• **SOURCE**:
========================

I think sailaway was a bit ahead of our 5PM time and Captain Jonathan had a surprise for us. We are deviating a bit west and will attempt a brief call (or at least a scenic sailby) at Ascension Island on Thursday.
The evening entertainment was the Divas of Motown. An exciting port day had also been pretty draining and I slept through most of it. I also attempted this post after the show and woke from a nap at my computer screen about 11 with a very unfinished post.
My photo blog entry will be especially delayed since I missed the time where the internet was least awful.
My parting shot changed a little since I didn’t post until after the latest daily news updates were distributed. Congratulations to National Champion UConn (I assume there is a new woman’s champ but it wasn’t in the summary), and congratulations to the voters of Quebec on choosing a course that should assure the future of Canada at least for now.

========================

• **SUPPLIED MATERIAL**:
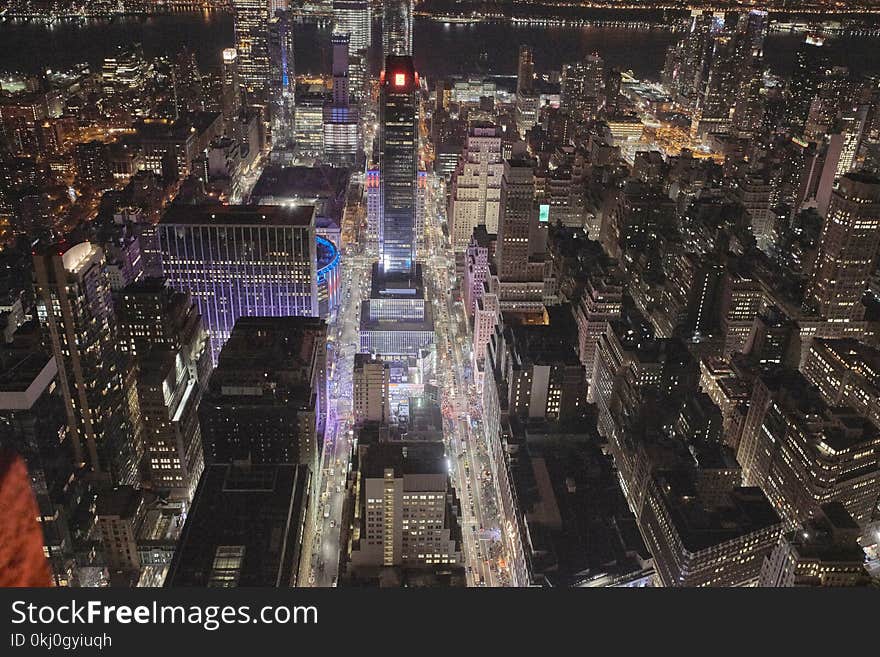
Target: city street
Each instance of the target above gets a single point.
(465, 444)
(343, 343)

========================

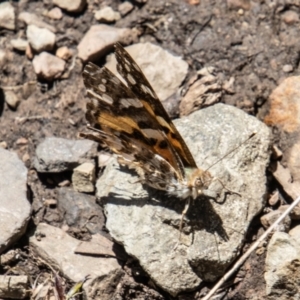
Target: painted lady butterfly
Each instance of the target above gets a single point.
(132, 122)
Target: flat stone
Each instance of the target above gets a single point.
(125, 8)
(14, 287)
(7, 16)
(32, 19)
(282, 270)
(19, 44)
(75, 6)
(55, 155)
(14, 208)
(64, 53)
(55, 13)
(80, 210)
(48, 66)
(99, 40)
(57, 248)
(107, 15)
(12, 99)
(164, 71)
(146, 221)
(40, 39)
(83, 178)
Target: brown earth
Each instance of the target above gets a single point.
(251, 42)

========================

• **PROBLEMS**:
(1) Decide whether each statement agrees with the cruise post. For each, answer yes or no and quote the deciding words. (a) Sailaway came later than the scheduled 5 PM time. (b) The ship will head somewhat west to try a stop at Ascension Island on Thursday. (c) The writer stayed awake for the whole Divas of Motown show.
(2) Reproduce the part of the cruise post that opens with the words containing "I think sailaway" and closes with "was least awful.".
(3) Pick up the cruise post after its last sentence and keep writing it.
The listing has nothing to do with the cruise post.

• **SOLVED TASKS**:
(1)
(a) No: "I think sailaway was a bit ahead of our 5PM time"
(b) Yes: "We are deviating a bit west and will attempt a brief call (or at least a scenic sailby) at Ascension Island on Thursday."
(c) No: "I slept through most of it."

(2)
I think sailaway was a bit ahead of our 5PM time and Captain Jonathan had a surprise for us. We are deviating a bit west and will attempt a brief call (or at least a scenic sailby) at Ascension Island on Thursday.
The evening entertainment was the Divas of Motown. An exciting port day had also been pretty draining and I slept through most of it. I also attempted this post after the show and woke from a nap at my computer screen about 11 with a very unfinished post.
My photo blog entry will be especially delayed since I missed the time where the internet was least awful.

(3)
Thanks from St Helena for your post. It was great having you all here – there’s been a really positive vibe on the local radio about your visit.
The ‘wobbly legs syndrome’ from going down the ladder is entirely normal. You did the right thing going both ways – the local tip is to never just go one way, as crippling pain often ensues!
I only arrived here myself last September. It’s a fascinating place. You must come back some time to explore the countryside – it is quite stunning.
I hope you enjoy the rest of your trip.